Type out all the records word for word. Any pictures are to be left out.

Referring expression data
******

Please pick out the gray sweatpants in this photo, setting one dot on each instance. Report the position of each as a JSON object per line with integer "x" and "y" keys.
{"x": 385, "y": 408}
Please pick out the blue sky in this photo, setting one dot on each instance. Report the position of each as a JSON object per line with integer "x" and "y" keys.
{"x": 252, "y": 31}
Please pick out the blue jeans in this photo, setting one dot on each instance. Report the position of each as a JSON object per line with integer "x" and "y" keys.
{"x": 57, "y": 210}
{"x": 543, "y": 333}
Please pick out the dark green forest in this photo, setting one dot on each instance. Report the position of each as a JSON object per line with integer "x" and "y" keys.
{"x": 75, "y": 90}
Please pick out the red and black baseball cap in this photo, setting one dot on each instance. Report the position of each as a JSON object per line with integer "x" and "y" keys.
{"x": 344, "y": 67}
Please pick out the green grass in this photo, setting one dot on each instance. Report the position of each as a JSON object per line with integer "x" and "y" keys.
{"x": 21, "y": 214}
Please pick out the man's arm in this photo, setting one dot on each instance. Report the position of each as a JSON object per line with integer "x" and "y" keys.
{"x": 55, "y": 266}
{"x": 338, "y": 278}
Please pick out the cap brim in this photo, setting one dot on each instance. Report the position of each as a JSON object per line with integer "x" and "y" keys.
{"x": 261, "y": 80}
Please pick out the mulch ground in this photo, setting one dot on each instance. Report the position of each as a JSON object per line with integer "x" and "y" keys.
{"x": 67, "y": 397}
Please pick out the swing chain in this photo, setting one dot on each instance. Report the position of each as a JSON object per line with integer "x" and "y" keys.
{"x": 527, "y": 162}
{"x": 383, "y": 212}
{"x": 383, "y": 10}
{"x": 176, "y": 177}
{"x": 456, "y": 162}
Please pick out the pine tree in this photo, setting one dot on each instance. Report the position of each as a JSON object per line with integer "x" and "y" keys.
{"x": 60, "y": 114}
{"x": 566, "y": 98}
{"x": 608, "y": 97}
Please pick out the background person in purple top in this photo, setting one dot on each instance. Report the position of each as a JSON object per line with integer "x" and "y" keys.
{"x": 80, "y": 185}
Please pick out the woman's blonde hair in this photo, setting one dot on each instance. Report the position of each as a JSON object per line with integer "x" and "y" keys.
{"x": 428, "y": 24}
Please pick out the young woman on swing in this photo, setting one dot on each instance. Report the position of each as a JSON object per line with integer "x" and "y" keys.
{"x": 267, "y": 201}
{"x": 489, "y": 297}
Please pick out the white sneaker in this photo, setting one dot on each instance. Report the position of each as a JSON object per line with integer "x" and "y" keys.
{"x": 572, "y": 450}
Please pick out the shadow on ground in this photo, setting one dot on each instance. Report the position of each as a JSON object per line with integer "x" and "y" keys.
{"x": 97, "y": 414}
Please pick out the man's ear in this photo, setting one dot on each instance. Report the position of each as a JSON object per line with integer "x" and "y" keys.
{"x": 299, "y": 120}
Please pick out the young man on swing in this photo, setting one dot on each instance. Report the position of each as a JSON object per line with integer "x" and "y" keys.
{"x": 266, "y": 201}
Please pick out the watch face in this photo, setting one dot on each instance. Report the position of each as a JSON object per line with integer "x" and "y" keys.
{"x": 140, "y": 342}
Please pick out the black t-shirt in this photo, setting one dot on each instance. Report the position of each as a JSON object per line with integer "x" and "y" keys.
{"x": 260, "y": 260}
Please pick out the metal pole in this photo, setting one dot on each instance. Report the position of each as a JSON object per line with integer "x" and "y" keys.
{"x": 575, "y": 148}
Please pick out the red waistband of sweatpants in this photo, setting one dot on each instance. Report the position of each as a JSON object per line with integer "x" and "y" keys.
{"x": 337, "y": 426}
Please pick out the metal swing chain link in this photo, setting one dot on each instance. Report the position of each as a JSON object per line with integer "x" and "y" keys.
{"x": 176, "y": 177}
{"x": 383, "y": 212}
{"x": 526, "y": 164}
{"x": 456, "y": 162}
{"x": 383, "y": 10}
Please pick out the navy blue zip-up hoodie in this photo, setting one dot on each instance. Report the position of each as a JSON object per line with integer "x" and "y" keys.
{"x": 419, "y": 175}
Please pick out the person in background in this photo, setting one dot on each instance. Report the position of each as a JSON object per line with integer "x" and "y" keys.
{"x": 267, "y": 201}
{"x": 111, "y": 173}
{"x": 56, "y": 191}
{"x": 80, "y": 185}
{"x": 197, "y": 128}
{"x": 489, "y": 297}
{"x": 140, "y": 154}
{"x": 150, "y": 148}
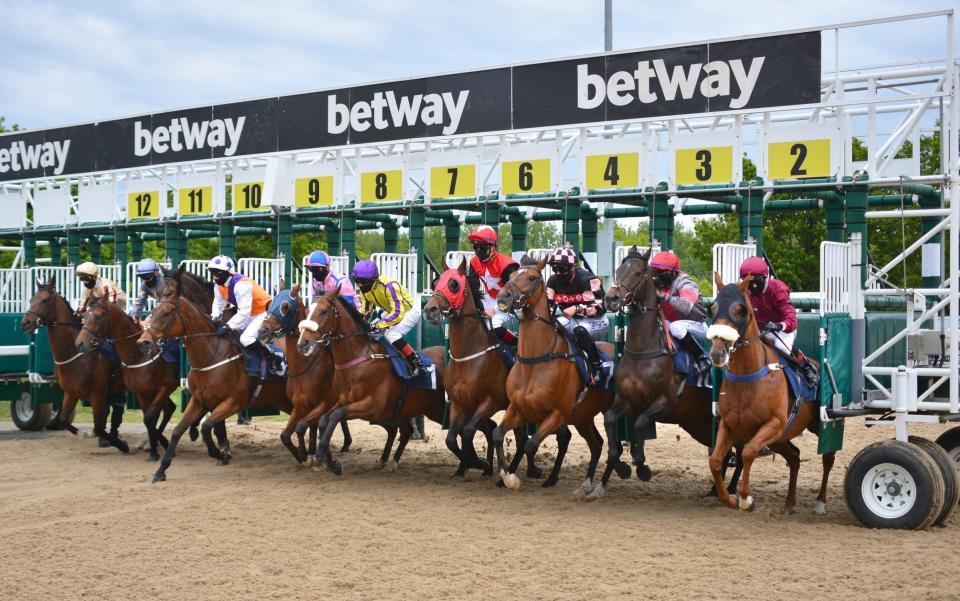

******

■ **Your solution**:
Please pick out the gray sweatpants in this photo, setting one dot on each instance. Report the position of each as a JSON object per line with integer "x" and "y" keys.
{"x": 385, "y": 408}
Please pick out the blue sky in this photo, setting one dot on each instance. Report the position of each as a JSON object per line with integer "x" and "y" keys.
{"x": 252, "y": 31}
Please pick out the blue jeans in this photo, setting one dot on each instance. Report the position of each as a JSON object per line with integer "x" and "y" keys.
{"x": 57, "y": 210}
{"x": 543, "y": 333}
Please pick out the dark green forest in this photo, setting one dot on each instance. Report the position of each as a JSON object per line with integer "x" and "y" keys.
{"x": 75, "y": 90}
Please pick out the red and black baseball cap in this photo, setting one dot on each instance. Report the position of each as a JSON object per line with integer "x" and "y" keys.
{"x": 344, "y": 67}
Please pick out the green grass in this photo, setting one dot on each instance. Report the position of each as a JSON object per line with integer "x" and "y" keys.
{"x": 21, "y": 214}
Please pick out the man's arm in this photo, setting one dot on each instance. Report the position of each as a JSON object per line with integer "x" and "y" keys.
{"x": 55, "y": 266}
{"x": 338, "y": 278}
Please pick out the cap brim in this photo, setting one dot on each instance. Report the position of each as a JSON object per line with integer "x" and "y" keys.
{"x": 261, "y": 80}
Please pick out the mulch ground in this photo, setting one dot on each instance. Report the position of each as a JSON object per line with integer "x" and "y" keys.
{"x": 67, "y": 397}
Please pick out the swing chain in this photo, setting one dot on each instance. Report the position of each as a JSON object per line with integer "x" and "y" keys.
{"x": 527, "y": 162}
{"x": 383, "y": 212}
{"x": 383, "y": 10}
{"x": 176, "y": 177}
{"x": 456, "y": 162}
Please pick out the pine tree in this photo, setting one dot on each instance. Report the position of each as a JSON object per line with integer "x" and "y" keys.
{"x": 60, "y": 114}
{"x": 566, "y": 98}
{"x": 608, "y": 97}
Please pick out the background person in purple top in this photo, setting one dot on each instance. Report the position of each as a JSON object per line with integer "x" and "y" keys.
{"x": 80, "y": 185}
Please pick out the woman's blonde hair in this photo, setting one dot on each instance. Report the position of each as a JSON object per line with integer "x" and "y" keys.
{"x": 428, "y": 24}
Please pick out the young woman on swing in this photo, setting one dot on each instance. Report the position of each as a JSON object per line with integer "x" and "y" keys.
{"x": 267, "y": 201}
{"x": 489, "y": 297}
Please pick out the white sneaker in this photo, setting one dot on each instance. Report the position of each as a JSON object per line with integer "x" and "y" keys.
{"x": 572, "y": 450}
Please pick out the shadow on ground in this photo, setting one dot on each instance. Report the position of each as a JSON object per line with integer "x" and "y" keys.
{"x": 97, "y": 414}
Please pick out the man's ear in this photo, setting one dot on each instance. Report the position of each as a JSON object per line with integer "x" and "y" keys.
{"x": 299, "y": 120}
Please pick out the young man on swing in this photo, setting one dot on each instance. Report the position of each as a JSON object per line with integer "x" and "y" keys.
{"x": 266, "y": 201}
Please pick out the watch face in this photo, setting one dot on each instance. Report the position of each as a JSON object per line with integer "x" and "y" keys.
{"x": 140, "y": 342}
Please pick out the black t-shirt in this photo, setting one dot on each instance. Report the position of each as a JSON object per line with integer "x" and "y" keys.
{"x": 260, "y": 260}
Please pick out the metal pole in this photo, setting one dot on each instance. Report the position of each as a JSON object per line with integer "x" and "y" keys.
{"x": 575, "y": 148}
Please pick out the red waistband of sweatpants in this photo, setting one dot on each instance. Report the position of each as a JSON object per line with integer "x" and "y" keys.
{"x": 337, "y": 426}
Please pick out the metal swing chain link in this photo, setting one dot on each instance. Report the position of each as a JSON object per line with integer "x" and "y" keys.
{"x": 176, "y": 177}
{"x": 383, "y": 212}
{"x": 526, "y": 164}
{"x": 456, "y": 162}
{"x": 383, "y": 10}
Please pick out the navy blue zip-up hoodie in this photo, setting one dot on each instance. Report the position of each as a JSON object per line with integer "x" and "y" keys.
{"x": 419, "y": 175}
Please pick out the person in background in this photo, setting one dot on each instance. Report the position of each as a JSON object per line with integer "x" and "y" keys.
{"x": 267, "y": 201}
{"x": 111, "y": 173}
{"x": 56, "y": 191}
{"x": 80, "y": 185}
{"x": 197, "y": 128}
{"x": 489, "y": 297}
{"x": 140, "y": 154}
{"x": 150, "y": 148}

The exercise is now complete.